§ **Given records**
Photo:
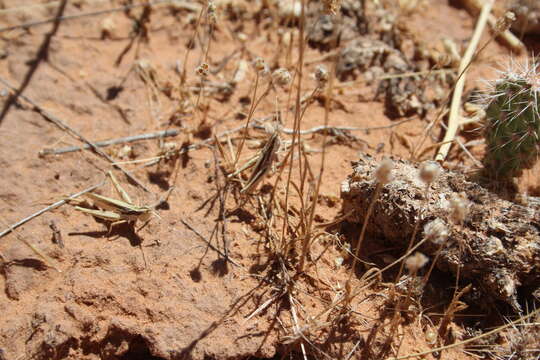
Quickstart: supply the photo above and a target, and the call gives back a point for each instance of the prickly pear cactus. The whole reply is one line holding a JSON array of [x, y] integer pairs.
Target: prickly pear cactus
[[513, 123]]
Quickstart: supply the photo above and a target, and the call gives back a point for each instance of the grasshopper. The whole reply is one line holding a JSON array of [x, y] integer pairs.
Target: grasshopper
[[263, 163], [117, 211]]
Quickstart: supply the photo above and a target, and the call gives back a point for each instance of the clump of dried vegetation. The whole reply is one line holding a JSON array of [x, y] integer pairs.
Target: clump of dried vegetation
[[483, 251]]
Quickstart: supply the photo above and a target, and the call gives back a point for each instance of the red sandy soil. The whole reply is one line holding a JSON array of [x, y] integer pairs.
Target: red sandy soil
[[186, 302]]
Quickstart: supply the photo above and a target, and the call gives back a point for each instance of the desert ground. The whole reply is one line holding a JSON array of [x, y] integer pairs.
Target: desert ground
[[279, 180]]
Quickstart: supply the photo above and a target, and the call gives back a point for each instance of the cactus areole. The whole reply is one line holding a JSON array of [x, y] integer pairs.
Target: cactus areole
[[513, 124]]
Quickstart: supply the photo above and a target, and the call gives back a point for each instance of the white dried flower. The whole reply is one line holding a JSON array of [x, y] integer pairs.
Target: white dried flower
[[203, 70], [321, 75], [429, 171], [260, 65], [383, 174], [436, 231], [211, 12], [281, 77], [416, 262], [108, 27], [331, 7], [459, 208]]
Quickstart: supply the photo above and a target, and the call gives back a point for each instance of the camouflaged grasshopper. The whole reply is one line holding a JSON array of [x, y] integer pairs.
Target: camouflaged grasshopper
[[118, 211], [263, 160]]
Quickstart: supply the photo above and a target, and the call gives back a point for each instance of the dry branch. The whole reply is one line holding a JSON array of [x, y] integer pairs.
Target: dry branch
[[48, 208], [159, 134], [64, 126]]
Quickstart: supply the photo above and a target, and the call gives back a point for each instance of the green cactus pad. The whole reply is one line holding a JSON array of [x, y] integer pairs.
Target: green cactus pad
[[513, 125]]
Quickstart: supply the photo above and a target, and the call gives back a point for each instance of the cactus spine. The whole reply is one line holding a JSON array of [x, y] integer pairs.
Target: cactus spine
[[513, 123]]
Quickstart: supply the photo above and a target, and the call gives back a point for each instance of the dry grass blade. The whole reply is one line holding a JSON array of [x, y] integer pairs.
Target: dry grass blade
[[454, 118], [48, 208]]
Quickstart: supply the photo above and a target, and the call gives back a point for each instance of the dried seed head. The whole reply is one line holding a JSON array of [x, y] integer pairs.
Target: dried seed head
[[281, 77], [436, 231], [459, 208], [260, 65], [383, 174], [108, 27], [505, 21], [416, 262], [321, 75], [331, 7], [203, 70], [211, 12], [429, 171]]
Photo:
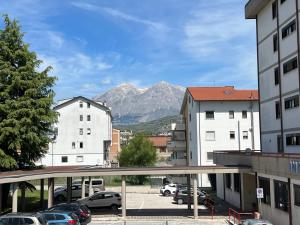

§ **Task objective**
Set out nothing but the lines from the line with "Target: green cactus pad" through the end of the material, reproduced exactly, both ends included, pictures omitted.

§ **Output**
Target: green cactus pad
[[513, 125]]
Quickstart: supply the photo above and a target, and the call gives back a point for each instance of the cactus spine. The whole reply is one line holding a JSON array of [x, y] integer pairs.
Target: cactus spine
[[513, 123]]
Quickstart: supply the photo above and a target, and the call gives back a point for each instance of the dry grass blade. The whole reply is one line holding a JSON array of [x, y] integer pairs.
Target: dry grass blade
[[454, 118], [48, 208]]
Quickstart: supply the photo above and a target, and the call gives back a point for each instance of the dried seed head. The whole reply is one line holding a JSON array of [x, y] integer pairs.
Target: dried seed head
[[281, 77], [436, 231], [459, 208], [260, 65], [383, 174], [108, 27], [505, 21], [416, 262], [321, 75], [331, 7], [203, 70], [211, 12], [429, 171]]
Photo:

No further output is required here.